= Point localization data =
-------

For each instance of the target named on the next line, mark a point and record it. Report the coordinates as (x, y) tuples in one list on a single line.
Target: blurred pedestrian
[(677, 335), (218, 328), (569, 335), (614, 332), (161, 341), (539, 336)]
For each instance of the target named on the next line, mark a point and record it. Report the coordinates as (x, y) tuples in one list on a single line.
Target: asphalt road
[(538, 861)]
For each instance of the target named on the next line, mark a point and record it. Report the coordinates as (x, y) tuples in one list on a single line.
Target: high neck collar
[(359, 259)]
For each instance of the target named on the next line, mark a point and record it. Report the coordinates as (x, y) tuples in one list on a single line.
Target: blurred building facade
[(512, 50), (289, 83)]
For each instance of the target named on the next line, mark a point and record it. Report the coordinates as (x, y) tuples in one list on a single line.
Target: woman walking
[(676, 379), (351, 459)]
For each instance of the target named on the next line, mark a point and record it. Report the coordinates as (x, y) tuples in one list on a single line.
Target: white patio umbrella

-------

= What the task requires =
Could you copy exactly the lines from the one containing "Target: woman walking" through the end of the records above, and nothing more?

= Response to the exercise =
Target: woman walking
[(676, 379), (351, 459)]
For each instance of the target named on the next line, mark a point and record it. Report the coordinates as (x, y) tuples in one list on a single line.
Target: white patio umbrella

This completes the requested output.